= Given instruction =
The entries below are to be written out again without alteration.

= Input for this task =
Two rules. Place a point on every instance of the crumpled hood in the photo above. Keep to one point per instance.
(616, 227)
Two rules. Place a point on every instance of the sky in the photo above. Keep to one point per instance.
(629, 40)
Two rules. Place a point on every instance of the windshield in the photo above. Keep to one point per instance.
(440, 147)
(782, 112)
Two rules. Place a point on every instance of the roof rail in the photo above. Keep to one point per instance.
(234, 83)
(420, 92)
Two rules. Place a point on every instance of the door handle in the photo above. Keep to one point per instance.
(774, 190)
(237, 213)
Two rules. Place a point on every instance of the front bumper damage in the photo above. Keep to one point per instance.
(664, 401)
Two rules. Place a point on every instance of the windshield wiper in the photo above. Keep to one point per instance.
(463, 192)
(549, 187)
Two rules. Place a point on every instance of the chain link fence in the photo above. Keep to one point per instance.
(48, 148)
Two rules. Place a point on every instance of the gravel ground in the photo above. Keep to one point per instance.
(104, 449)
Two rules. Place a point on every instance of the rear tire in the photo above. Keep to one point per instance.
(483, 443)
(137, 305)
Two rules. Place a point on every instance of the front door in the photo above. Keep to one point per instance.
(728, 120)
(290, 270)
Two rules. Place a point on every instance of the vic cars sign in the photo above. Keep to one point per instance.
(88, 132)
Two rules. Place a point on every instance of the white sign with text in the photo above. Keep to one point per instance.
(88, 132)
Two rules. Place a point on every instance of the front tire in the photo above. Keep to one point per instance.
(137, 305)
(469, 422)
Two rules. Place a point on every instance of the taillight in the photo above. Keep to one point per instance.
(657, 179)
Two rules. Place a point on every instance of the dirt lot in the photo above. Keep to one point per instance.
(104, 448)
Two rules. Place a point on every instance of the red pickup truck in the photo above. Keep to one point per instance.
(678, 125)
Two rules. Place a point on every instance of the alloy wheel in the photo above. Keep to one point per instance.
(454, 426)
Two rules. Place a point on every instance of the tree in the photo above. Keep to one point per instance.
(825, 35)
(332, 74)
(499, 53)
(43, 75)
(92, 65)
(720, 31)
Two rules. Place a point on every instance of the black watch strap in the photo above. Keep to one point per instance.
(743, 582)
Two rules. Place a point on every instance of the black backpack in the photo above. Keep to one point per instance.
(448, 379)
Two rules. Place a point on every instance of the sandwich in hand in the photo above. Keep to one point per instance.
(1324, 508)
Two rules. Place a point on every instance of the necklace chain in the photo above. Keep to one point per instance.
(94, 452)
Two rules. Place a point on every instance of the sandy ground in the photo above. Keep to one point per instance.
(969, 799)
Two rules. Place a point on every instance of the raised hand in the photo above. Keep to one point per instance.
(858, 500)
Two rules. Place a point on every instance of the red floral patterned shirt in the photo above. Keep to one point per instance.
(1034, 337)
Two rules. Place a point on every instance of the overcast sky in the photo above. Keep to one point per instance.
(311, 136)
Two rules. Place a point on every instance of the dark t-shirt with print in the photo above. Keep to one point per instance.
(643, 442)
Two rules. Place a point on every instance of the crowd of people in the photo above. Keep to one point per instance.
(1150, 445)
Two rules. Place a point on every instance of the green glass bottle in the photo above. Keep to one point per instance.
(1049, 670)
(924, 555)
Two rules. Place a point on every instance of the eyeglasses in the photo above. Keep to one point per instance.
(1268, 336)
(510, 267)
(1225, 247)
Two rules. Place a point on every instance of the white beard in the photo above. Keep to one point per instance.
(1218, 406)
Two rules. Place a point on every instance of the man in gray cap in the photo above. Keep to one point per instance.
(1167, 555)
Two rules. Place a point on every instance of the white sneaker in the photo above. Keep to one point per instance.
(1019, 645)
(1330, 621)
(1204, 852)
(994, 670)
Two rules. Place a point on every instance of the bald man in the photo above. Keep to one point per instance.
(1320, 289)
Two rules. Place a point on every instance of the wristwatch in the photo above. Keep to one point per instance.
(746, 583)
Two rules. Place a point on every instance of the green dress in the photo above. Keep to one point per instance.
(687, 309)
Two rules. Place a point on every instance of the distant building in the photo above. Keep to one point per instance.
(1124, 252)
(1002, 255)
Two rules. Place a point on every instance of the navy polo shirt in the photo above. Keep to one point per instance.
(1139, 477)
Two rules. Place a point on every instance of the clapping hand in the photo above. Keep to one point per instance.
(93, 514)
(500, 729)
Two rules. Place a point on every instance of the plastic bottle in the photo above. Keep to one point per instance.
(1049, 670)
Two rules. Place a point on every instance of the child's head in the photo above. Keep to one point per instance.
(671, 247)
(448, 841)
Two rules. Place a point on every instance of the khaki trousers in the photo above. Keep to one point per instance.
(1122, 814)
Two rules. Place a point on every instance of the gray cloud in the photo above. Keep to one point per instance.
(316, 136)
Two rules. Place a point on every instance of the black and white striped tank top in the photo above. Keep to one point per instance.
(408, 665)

= Solution to the exercise =
Two rules. Place a point on every instance of the crumpled hood in the photo above. Keep to one point per instance.
(616, 227)
Two rules. Place a point on every instance of the sky in the photo above. Keep to one point per instance.
(629, 40)
Two rules. Place a point on every instance of the windshield in the photo above. Keep to one point per instance.
(440, 147)
(782, 112)
Two rules. Place a point on every instance of the roof rail in the photo above. Keep to one point per instance.
(234, 83)
(420, 92)
Two rules. Place a point on every instance of the door handle in the photo above. Keep to one point per instance.
(774, 190)
(237, 213)
Two rules. Place a point on every instance of the front bumper damage in the photo above. Keep to one point per instance.
(664, 401)
Two rules. Place a point on every instance of the windshield wiper in the photo above. Keep to one point per instance.
(463, 192)
(549, 187)
Two rules. Place a point on every instance of the chain link fence in the photo above. Keep to one point per instance.
(48, 148)
Two rules. Place a point on every instance of the gravel ground in the photo above. Keep to one point per instance.
(104, 449)
Two rules. Place a point on every instance of the rear tire in the photo above. Keep to one point per instance.
(483, 443)
(137, 305)
Two rules. Place a point on every instance of the front door in the photo above. Keep to one point per instance.
(728, 120)
(290, 270)
Two rules. Place a point on every instance of the vic cars sign in the photo above. Keep to one point per instance.
(88, 132)
Two rules. Place a point on every instance of the white sign with text in the photo above. Keep to one point per instance.
(88, 132)
Two rules. Place a point on every instance of the front tire in the photo above. Keep to one point per instance.
(137, 305)
(469, 422)
Two rules. Place a point on every instance of the taillight in the photo above. Keep to one point per instance.
(657, 179)
Two rules. Place a point on every instance of the dirt lot in the photo above. Keep to one point per instance.
(104, 448)
Two rules. Place a point on every instance of the red pickup truck in the photo above. Keep to one point per instance.
(678, 125)
Two rules. Place a point on every instance of the alloy wheel in the photo above. Keep to one point per instance.
(454, 426)
Two rules. Place a point on every instance of the tree in the photo above. Keep to one point per instance.
(825, 35)
(332, 74)
(499, 53)
(43, 75)
(92, 65)
(720, 31)
Two rules. Place a point on every instance of the black watch strap in the photo above. Keep to one point per instance.
(743, 582)
Two rules. Place a point on every instance of the black backpack in the photo above. Keep to one point per instance.
(448, 379)
Two rules. Place a point on every instance of the sandwich in hand in the photo above. Keep to one point per instance.
(1324, 508)
Two rules. Place a point on every instance of the necklace chain in the photo above. Keep to one point per instance.
(94, 452)
Two rules. Place a point on every instance of the sandy ground in the photo above. Keep to one point per instance.
(969, 799)
Two rules. Place a point on every instance of the raised hand in the photo above. Keep to one point per instance.
(858, 500)
Two rules. Place a point on every instance of the red floral patterned shirt in the photo above. Keep to one point per instance.
(1034, 337)
Two rules. Place a point on every instance of the overcast sky in the photo above. Keep to one point per instance.
(311, 136)
Two rules. Place a point on every instance of the dark t-shirt with print in the photo above. Keep to one point per instance.
(643, 442)
Two rules. Place a point on every instance of the crowd of people in the photo above. Keep to one point per instance.
(1150, 445)
Two rules. Place a point on every instance of the green glass bottle in the photo above. Keep to one point per instance.
(1049, 670)
(924, 555)
Two rules. Place a point on every instance of the eyeglasses in the photo above. Keep to one point per instance.
(1268, 336)
(510, 267)
(1225, 247)
Two rules. Place a point on every instance of the white beard in the photo above. Keep to one point per instance.
(1218, 406)
Two rules. Place a point on every instance of the man in gray cap in the photo above. Keep to one point per instance.
(1167, 555)
Two rules. Place a point on every instance of the white sneaker in the photo above. Keep to one point per instance.
(1019, 645)
(1330, 621)
(1204, 852)
(994, 670)
Two rules. Place a point on every instance of the bald man in the photo above. Keep to one point per instance.
(1320, 289)
Two rules. Place a point on every instance of the wristwatch in the photo above. Keep to one point per instance.
(746, 583)
Two rules. Place a point on every instance of the green dress in the photo above. Keep to one point per instance.
(687, 309)
Two rules. Place a point on every instance of the distant building in the photo above. Keep to one point per instance.
(1124, 252)
(1002, 255)
Two rules. Place a point on every instance of the navy polo shirt in the photo above. Keep to one point per instance.
(1139, 477)
Two rules. Place a point on every instance of the clapping hand in the photo above. Keep to one point per instance.
(93, 514)
(500, 729)
Two rules. Place a point on every instance of the plastic bottle in the photo above. Keep to one point per instance.
(1049, 670)
Two rules. Place a point on every instance of the child's head in the photo above. Keep to one point per instance.
(671, 247)
(448, 841)
Two rules. Place a point on every instance of the khaki trousers in the photo above. Keep to one point per instance.
(1122, 814)
Two rules. Place a point on every instance of the gray cloud in the photo above. Keep to one point per instance.
(316, 136)
Two rules. Place a point on every instance of the black and white striped tank top in the photo above. Keep to one point per instance.
(408, 665)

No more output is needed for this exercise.